# [EXERCISE DESCRIPTION]
Write the next part of the echocardiography study abstract, picking up after its last sentence.

# [PROVIDED TEXT]

Background: In some situations, echocardiography is regulated by clinical recommendations, but such recommendations are usually based on expert opinion, and not on the studies of the effectiveness of a diagnostic method. High-quality echocardiographic diagnostics requires the use of expensive equipment and highly qualified physician specialist. However, it is of practical importance to use echocardiography as a screening method in patients without acute symptoms.
Objective: This article describes the study results of echocardiographic (ECHO) tests data on the example of cardiovascular patients. The data from more than 145,000 echocardiographic tests were analyzed. One of the objectives of the study is the possibility to identify patterns and relationships of patient characteristics for more accurate appointment procedures based on the history of the disease and the individual characteristics of the patient.
Method: The EMR from the medical information system was converted into frames. The data from echocardiography is partly structured, contains the tables and the records on natural language. On next step, the history, diagnoses, the results of examinations were extracted from EMR. Records on natural language were processed. In the next step, the data frames were analyzed to identify correlations, as well as other data mining methods were used (the sub-process in Figure 1 includes not only machine learning methods for solving the classification problem but also clustering, class specification, etc.). As a result, data frame contained 62 features, including target classes for finding significant pathologies. On the next step, gaps were removed (for example, mean, median, or digests). The next step was to train the model using machine learning methods (naive Bayesian classifier, k-nearest neighbors’ algorithm, random forest method, decision trees). The last step was to analyze the features and clinical interpretation of decision trees and other data analysis results. Results: In the course of research, the EMR of 145,966 echocardiographic cases of patients (about 80,000 patients) with different causes of treatment were analyzed. The most frequent reasons for echocardiography are: arterial hypertension, observation of patients with heart noise, atherosclerosis and stenosis, heart attacks, congenital and acquired defects of membranes and valves. A group of patients with fibrillation was considered as a particular case. One of the critical parameters of the classification is the characteristics of the left ventricle, which reflects the severity of changes in the cardiovascular system associated with hypertension. Further, anthropometric indicators (height, weight), sex and age allow distinguishing a group of patients with a high probability of finding a significant pathology.

# [RECORD SET]
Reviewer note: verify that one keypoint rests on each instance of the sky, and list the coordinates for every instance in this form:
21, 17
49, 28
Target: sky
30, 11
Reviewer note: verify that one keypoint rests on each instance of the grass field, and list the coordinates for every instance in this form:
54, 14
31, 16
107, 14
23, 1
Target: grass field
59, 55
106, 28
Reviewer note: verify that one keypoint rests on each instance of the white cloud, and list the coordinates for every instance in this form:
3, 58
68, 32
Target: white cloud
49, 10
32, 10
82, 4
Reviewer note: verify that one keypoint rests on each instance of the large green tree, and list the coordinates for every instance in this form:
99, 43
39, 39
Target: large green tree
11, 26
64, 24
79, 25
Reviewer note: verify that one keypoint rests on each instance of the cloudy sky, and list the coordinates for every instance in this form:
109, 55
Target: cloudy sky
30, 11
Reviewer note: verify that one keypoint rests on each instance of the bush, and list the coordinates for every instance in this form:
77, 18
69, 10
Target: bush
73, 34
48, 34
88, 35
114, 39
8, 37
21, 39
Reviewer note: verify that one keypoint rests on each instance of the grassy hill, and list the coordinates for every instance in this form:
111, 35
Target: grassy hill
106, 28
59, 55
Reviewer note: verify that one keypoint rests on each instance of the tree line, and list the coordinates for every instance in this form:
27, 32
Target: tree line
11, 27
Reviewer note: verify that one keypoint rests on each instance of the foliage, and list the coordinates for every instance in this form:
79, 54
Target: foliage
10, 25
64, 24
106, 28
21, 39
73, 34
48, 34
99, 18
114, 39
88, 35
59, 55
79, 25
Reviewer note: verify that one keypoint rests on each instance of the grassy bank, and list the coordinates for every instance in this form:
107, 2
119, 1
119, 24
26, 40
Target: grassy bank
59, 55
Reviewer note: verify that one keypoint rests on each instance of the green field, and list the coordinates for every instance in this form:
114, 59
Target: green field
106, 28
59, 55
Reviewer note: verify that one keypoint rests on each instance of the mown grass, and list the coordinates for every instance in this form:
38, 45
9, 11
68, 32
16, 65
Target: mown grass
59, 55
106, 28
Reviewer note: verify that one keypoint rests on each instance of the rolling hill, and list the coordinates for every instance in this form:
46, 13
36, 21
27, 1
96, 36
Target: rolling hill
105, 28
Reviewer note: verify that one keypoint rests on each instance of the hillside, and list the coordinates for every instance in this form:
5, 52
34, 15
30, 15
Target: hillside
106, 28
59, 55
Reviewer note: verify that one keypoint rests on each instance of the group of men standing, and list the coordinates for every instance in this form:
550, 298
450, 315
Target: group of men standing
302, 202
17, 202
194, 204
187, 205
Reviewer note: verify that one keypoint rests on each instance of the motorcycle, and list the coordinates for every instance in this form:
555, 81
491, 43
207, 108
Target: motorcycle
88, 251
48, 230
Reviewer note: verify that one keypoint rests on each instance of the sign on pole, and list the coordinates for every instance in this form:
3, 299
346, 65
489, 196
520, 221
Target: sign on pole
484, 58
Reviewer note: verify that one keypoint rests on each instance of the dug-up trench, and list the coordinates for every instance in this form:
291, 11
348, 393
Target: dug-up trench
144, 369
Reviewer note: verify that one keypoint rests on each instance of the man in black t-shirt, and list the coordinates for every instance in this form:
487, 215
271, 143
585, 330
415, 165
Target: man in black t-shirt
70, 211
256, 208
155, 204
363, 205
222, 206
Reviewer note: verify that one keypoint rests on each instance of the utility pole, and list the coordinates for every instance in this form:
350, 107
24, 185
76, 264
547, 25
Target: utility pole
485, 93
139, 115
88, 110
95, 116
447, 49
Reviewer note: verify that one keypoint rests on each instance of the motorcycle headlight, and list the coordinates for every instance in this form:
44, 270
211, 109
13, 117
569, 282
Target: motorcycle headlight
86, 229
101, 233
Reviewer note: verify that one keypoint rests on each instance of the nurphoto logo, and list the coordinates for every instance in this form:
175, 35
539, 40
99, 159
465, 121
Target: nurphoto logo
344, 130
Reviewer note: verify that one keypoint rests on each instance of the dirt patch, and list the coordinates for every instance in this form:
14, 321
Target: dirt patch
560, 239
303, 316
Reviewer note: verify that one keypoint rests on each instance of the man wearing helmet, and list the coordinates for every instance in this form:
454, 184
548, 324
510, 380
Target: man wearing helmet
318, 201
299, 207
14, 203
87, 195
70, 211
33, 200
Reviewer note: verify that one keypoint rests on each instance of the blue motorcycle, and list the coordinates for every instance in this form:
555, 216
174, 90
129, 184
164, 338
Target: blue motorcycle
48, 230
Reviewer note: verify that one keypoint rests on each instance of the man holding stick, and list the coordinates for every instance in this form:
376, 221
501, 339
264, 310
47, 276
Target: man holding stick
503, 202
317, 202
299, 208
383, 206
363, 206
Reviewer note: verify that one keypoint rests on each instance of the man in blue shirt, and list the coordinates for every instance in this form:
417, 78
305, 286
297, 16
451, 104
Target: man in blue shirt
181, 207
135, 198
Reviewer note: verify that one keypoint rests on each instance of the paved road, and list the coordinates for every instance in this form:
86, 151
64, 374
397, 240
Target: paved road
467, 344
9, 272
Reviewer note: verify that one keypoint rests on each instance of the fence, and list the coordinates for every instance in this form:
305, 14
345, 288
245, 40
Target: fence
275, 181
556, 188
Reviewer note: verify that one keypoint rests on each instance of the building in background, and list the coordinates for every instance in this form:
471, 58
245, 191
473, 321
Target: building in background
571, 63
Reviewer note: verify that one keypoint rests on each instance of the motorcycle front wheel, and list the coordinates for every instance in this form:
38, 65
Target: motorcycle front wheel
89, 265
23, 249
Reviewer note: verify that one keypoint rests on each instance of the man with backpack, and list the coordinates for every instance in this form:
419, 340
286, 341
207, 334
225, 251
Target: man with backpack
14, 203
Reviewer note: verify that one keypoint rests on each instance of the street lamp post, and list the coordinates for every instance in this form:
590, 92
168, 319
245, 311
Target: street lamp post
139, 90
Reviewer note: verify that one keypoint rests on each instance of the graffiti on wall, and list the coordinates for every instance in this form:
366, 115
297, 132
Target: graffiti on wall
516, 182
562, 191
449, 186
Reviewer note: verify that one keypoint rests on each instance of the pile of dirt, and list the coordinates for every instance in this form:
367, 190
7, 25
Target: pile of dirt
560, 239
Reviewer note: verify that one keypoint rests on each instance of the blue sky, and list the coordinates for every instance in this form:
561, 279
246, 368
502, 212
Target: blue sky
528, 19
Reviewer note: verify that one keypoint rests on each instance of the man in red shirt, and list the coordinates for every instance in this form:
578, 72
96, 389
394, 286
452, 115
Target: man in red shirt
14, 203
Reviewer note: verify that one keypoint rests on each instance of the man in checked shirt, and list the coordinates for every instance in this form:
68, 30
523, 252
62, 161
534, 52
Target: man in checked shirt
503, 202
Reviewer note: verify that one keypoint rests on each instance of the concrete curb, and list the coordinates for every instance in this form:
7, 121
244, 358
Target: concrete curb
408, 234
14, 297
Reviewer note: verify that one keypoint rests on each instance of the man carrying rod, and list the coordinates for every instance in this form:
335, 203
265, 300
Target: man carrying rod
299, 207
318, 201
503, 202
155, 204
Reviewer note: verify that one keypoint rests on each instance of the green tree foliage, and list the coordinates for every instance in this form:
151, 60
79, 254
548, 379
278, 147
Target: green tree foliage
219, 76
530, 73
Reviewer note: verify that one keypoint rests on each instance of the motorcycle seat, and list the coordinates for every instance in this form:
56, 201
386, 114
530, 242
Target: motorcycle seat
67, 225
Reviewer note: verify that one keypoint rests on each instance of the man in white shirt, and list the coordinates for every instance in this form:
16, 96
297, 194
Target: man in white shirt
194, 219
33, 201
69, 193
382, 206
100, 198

# [ANSWER SPACE]
Conclusions: Moreover, it was also possible to identify the classes and characteristics of patients for whom repeated diagnostic procedures are reasoned. Calculation of personal risks from empirical retrospective data helps to identify the disease in the early stages. To identify patients with high risk of disease complications allow physicians to make right decisions about timely treatment, which can significantly improve the quality of treatment, and help to avoid diseases complications, optimize costs and improve the quality of medical care.